Supplied data -

— Begin —

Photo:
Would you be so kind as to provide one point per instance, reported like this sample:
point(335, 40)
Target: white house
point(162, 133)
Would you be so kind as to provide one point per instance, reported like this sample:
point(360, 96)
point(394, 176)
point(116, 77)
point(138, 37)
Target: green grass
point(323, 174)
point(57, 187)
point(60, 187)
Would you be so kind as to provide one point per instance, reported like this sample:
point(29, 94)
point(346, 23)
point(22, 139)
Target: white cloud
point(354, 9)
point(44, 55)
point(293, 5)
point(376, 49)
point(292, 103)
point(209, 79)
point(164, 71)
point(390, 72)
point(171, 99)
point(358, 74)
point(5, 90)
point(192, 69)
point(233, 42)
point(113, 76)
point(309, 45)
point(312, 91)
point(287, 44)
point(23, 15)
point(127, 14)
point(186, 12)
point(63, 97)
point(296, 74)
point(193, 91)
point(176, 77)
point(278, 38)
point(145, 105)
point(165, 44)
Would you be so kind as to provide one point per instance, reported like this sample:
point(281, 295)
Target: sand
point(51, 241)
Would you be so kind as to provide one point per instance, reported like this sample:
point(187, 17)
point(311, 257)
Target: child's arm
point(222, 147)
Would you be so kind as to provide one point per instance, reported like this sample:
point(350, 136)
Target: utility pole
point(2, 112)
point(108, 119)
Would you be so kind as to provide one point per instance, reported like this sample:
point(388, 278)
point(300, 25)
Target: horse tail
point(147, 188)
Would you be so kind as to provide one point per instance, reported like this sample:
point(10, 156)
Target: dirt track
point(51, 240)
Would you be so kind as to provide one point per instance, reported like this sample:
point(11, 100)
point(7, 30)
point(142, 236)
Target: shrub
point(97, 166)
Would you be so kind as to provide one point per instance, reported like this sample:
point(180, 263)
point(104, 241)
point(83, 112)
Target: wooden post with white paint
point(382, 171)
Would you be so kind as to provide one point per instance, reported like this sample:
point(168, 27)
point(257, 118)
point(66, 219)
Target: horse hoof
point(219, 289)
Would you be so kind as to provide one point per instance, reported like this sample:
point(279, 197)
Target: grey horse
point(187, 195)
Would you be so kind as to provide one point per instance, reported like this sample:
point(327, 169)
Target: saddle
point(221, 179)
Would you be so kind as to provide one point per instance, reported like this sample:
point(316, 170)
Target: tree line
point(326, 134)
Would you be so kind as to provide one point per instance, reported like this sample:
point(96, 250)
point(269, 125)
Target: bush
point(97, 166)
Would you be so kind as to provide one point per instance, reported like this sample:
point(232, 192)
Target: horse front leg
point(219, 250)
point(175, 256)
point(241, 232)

— End —

Goal - Each line of the material above needs to be quoted exactly, please.

Solution -
Photo:
Would you be so kind as to provide one point per instance, reported like this sample:
point(335, 40)
Target: white house
point(162, 133)
Would you be so kind as to provide one point per instance, reported like this sample:
point(360, 96)
point(394, 176)
point(116, 77)
point(138, 37)
Target: green grass
point(323, 174)
point(57, 187)
point(60, 187)
Would you be so kind as to provide one point per instance, reported like this sample:
point(29, 94)
point(346, 23)
point(22, 139)
Target: white cloud
point(354, 9)
point(44, 55)
point(293, 5)
point(376, 49)
point(292, 103)
point(209, 79)
point(164, 71)
point(390, 72)
point(171, 99)
point(358, 74)
point(5, 90)
point(192, 69)
point(233, 42)
point(113, 76)
point(309, 45)
point(312, 91)
point(287, 44)
point(23, 15)
point(127, 14)
point(186, 12)
point(63, 97)
point(296, 74)
point(193, 91)
point(176, 77)
point(278, 38)
point(145, 105)
point(165, 44)
Would you be so kind as to provide one point per instance, reported like this sample:
point(281, 295)
Target: sand
point(51, 241)
Would you be so kind as to provide one point per instance, reported like this sample:
point(187, 17)
point(311, 257)
Target: child's arm
point(222, 147)
Would you be so kind as to provide one point per instance, reported like this sample:
point(350, 136)
Target: utility pole
point(2, 112)
point(108, 119)
Would you be so kind as to provide one point per instance, reported like this sample:
point(388, 278)
point(300, 25)
Target: horse tail
point(147, 188)
Would you be so kind as to provide one point per instance, reported like this sample:
point(10, 156)
Target: dirt track
point(51, 240)
Would you be so kind as to provide one point per instance, reported like this sample:
point(11, 100)
point(7, 30)
point(142, 236)
Target: shrub
point(97, 166)
Would you be so kind as to provide one point per instance, reported like this sample:
point(180, 263)
point(104, 241)
point(83, 112)
Target: wooden post with white paint
point(382, 171)
Would you be so kind as to provide one point per instance, reported like this sample:
point(168, 27)
point(257, 118)
point(66, 219)
Target: horse hoof
point(219, 289)
Would you be so kind as to provide one point per instance, reported like this sample:
point(279, 197)
Target: grey horse
point(187, 195)
Would you be so kind as to provide one point per instance, reported like this sample:
point(327, 169)
Target: saddle
point(221, 179)
Would you be so kind as to provide one point per instance, reported like this sample:
point(316, 170)
Target: tree line
point(326, 134)
Would you be so kind as to provide one point per instance, reported like this sample:
point(96, 250)
point(269, 125)
Target: bush
point(97, 166)
Would you be so kind as to provide one point per instance, reported like this sample:
point(232, 192)
Target: horse front leg
point(219, 250)
point(175, 256)
point(241, 232)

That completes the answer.